## Given problem 1
In the entries, copy the stretch from the line containing "Expected: for every instance of the agave rosette" through the line containing "x=240 y=107", both included, reproducing each line unchanged.

## Passage shown
··········
Today:  Dreams of Avarice

*** Gold up $5! Gold stocks up 10%! Inflation?

*** What do the productivity numbers mean? The end
of the new paradigm...18 years to get even in the
Nasdaq...

*** 401k assets fall, for the first time ever...tech
in a depression...who says it can't get worse? And
more on war...

*** Hmmm...what's important today? The big news
yesterday was the movement in the gold market. The
price of the yellow metal rose $5.10. And the gold
mining stock index, the HUI, rose 10%. The XAU Gold
and Silver Stock Index rallied a robust 6.5%.
Bellwether Newmont Mining showed the way with a 10%
advance.

*** The sages of CNBC repeatedly expressed their
collective surprise that the barbarous relic could
become a relevant financial asset - even for a
single trading day. What does it mean?

*** John Myers' aptly named Outstanding Investments
anticipated the surging gold price. "Gold Set to
Soar" the May issue predicted. Explaining his
bullish stance, Myers argued that gold is
extraordinarily cheap. "Factor in inflation and gold
is cheaper today than it was in 1974." Myer expects
that the Greenspan Fed's easy monetary policy may be
just the thing to help gold become less
extraordinarily cheap. "The Fed will take its
chances with inflation as opposed to letting the
nation fall into depression. Simply put, the '70s
are acceptable. The '30s are not."
··········
## Given problem 2
Answer these questions about the gold market newsletter:
(a) By how much did the price of gold rise?
(b) Which index rallied 6.5%?
(c) What headline did the May issue of Outstanding Investments carry?
··········
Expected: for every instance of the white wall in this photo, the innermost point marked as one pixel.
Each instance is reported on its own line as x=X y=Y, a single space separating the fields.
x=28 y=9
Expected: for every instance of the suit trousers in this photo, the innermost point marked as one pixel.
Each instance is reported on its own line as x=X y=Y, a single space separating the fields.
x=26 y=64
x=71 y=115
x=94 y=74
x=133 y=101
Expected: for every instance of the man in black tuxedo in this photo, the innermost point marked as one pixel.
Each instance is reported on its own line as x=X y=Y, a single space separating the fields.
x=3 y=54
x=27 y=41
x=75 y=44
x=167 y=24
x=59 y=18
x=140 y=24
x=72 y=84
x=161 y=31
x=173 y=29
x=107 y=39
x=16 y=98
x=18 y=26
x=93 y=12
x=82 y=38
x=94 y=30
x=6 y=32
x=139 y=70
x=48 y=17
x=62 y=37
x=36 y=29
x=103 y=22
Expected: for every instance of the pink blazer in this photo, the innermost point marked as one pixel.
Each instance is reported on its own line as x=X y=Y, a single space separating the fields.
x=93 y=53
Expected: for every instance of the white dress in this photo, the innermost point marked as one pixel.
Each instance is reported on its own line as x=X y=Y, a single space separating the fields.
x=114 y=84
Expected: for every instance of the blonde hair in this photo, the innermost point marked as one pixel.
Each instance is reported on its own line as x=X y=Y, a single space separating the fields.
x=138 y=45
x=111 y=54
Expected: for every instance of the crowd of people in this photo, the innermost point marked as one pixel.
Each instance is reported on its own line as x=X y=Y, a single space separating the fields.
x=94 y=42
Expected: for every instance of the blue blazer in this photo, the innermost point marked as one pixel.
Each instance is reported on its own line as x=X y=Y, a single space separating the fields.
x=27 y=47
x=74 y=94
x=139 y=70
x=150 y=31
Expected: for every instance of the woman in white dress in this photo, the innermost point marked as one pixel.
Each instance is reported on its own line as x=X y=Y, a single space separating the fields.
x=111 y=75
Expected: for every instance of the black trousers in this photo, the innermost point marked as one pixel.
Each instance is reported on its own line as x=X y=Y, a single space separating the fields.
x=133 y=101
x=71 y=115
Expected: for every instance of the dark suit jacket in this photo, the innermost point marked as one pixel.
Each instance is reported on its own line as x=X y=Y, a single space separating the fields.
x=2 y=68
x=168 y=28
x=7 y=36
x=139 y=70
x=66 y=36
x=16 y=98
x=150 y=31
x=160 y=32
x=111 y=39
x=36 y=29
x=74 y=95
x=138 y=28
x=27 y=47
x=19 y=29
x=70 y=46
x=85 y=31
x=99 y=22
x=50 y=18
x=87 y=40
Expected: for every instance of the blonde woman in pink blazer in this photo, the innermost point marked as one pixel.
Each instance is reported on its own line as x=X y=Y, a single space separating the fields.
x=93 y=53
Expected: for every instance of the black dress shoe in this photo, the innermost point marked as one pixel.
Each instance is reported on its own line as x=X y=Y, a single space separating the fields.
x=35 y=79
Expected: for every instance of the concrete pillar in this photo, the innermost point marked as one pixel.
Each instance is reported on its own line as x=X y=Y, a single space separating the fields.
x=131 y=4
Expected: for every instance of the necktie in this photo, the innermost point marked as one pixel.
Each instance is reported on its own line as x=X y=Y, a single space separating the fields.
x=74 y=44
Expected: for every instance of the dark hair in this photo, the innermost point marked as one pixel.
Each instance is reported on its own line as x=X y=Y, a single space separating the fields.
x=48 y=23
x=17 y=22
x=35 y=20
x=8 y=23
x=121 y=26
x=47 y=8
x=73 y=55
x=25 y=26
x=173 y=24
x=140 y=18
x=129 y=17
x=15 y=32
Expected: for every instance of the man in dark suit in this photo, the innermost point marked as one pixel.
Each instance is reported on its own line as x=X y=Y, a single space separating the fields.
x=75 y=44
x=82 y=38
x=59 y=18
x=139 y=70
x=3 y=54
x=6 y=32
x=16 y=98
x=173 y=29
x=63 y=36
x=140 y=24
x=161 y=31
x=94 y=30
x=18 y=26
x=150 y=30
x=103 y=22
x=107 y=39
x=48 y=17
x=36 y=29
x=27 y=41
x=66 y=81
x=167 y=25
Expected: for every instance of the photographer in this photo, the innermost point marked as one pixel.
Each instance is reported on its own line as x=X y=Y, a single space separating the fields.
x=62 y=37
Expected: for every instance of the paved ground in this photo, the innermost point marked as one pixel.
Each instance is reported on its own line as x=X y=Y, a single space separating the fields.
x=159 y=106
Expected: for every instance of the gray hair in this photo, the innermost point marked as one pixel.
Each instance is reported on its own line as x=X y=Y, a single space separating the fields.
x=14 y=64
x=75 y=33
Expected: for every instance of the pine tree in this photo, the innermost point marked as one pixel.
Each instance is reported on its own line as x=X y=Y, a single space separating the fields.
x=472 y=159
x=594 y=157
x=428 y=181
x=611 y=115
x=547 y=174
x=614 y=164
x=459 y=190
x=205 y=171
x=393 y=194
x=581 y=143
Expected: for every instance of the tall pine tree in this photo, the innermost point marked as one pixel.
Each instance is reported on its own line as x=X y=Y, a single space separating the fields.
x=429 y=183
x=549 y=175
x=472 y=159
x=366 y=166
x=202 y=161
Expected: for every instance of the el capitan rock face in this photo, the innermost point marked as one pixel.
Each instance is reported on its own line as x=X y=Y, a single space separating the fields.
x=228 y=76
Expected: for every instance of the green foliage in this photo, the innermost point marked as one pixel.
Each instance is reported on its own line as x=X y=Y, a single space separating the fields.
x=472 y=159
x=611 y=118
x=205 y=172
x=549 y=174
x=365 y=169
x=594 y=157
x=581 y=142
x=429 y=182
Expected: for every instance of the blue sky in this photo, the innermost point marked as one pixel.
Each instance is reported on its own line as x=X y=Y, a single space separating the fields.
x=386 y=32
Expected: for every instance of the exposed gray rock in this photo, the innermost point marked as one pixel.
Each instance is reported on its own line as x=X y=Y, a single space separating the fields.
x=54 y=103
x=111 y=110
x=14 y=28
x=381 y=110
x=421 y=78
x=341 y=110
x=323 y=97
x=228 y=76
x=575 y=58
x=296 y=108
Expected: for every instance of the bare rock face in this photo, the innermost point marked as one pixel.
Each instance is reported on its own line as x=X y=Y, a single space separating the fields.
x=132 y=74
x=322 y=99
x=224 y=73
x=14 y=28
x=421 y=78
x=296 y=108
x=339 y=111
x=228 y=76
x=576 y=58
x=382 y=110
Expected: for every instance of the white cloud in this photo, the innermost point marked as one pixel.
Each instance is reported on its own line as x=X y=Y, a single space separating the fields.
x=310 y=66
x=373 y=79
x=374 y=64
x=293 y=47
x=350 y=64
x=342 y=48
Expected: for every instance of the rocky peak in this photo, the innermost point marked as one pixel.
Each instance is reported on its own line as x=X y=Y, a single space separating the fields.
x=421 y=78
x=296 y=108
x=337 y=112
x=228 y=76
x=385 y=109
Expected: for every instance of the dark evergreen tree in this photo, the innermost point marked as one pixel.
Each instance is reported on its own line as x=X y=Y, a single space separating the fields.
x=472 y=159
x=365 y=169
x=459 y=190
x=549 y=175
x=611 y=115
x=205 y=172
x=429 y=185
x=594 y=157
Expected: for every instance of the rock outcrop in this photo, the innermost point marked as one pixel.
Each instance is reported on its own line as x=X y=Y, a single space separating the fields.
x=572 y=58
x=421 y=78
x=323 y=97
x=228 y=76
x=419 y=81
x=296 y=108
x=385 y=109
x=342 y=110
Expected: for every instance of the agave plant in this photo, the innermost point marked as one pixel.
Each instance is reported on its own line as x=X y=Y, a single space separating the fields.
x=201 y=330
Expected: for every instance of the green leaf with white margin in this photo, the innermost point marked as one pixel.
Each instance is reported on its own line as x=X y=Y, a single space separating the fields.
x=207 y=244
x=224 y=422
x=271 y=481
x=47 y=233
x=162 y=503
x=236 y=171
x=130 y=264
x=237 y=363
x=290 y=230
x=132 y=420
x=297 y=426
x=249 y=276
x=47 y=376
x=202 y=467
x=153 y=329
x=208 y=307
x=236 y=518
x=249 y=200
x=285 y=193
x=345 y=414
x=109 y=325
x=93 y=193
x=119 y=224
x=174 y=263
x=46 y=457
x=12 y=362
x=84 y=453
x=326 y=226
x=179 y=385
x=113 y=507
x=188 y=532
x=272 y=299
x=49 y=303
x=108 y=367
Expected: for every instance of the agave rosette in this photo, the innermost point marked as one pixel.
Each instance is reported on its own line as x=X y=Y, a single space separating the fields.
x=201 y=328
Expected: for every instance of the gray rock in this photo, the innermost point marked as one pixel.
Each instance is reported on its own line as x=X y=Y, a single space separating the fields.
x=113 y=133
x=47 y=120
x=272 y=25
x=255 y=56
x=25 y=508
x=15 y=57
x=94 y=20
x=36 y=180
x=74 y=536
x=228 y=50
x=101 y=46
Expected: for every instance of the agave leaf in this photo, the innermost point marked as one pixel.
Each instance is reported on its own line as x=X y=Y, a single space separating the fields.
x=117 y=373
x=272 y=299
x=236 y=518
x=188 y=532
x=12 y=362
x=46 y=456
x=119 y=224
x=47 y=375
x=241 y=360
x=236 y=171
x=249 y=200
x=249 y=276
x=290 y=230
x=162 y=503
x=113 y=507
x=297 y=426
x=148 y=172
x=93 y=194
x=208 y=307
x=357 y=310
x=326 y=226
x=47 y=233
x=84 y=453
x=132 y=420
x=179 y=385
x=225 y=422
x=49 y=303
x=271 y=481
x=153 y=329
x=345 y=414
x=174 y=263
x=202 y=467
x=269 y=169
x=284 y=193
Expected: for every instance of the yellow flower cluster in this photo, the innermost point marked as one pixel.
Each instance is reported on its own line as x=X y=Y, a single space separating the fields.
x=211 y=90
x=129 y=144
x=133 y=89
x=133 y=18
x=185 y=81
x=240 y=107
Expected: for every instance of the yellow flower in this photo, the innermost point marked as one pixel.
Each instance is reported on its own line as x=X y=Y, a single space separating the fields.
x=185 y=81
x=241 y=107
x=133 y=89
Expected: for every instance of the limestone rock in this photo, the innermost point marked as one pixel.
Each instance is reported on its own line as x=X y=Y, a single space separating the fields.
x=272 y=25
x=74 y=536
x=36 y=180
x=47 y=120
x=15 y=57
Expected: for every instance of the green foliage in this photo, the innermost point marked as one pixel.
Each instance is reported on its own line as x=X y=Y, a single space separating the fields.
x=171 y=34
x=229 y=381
··········
## Final result 1
Expected: for every instance of the agave rosette in this photo, the innermost point marked as one pixel.
Each instance is reported on its own line as x=X y=Y, a single space separating the fields.
x=201 y=328
Expected: for every instance of the gray rock in this photo, the innermost point marked as one pixel.
Each instance is reported on its own line as x=X y=Y, a single space separating the fields.
x=113 y=133
x=47 y=120
x=272 y=25
x=255 y=56
x=25 y=508
x=15 y=57
x=94 y=20
x=36 y=180
x=74 y=536
x=228 y=50
x=101 y=46
Expected: for every instance of the agave leaf in this photo, the innermost point marked as one pixel.
Each instance is reported on its own line as x=X y=Y, a single space separating the fields.
x=117 y=373
x=272 y=299
x=236 y=518
x=188 y=532
x=12 y=362
x=46 y=456
x=119 y=224
x=47 y=375
x=241 y=360
x=236 y=171
x=249 y=200
x=249 y=276
x=290 y=230
x=162 y=503
x=113 y=507
x=297 y=426
x=148 y=172
x=93 y=194
x=208 y=307
x=357 y=310
x=326 y=226
x=47 y=233
x=84 y=453
x=132 y=420
x=179 y=385
x=225 y=422
x=49 y=303
x=271 y=481
x=153 y=329
x=345 y=414
x=174 y=263
x=202 y=467
x=269 y=169
x=284 y=193
Expected: for every instance of the yellow flower cluster in this photo, the innermost point marked as one pixel.
Each instance is reported on its own line as x=X y=Y, a single space separating the fields.
x=211 y=90
x=129 y=144
x=133 y=89
x=133 y=18
x=185 y=81
x=240 y=107

## Final result 2
(a) $5.10
(b) The XAU Gold and Silver Stock Index
(c) "Gold Set to Soar"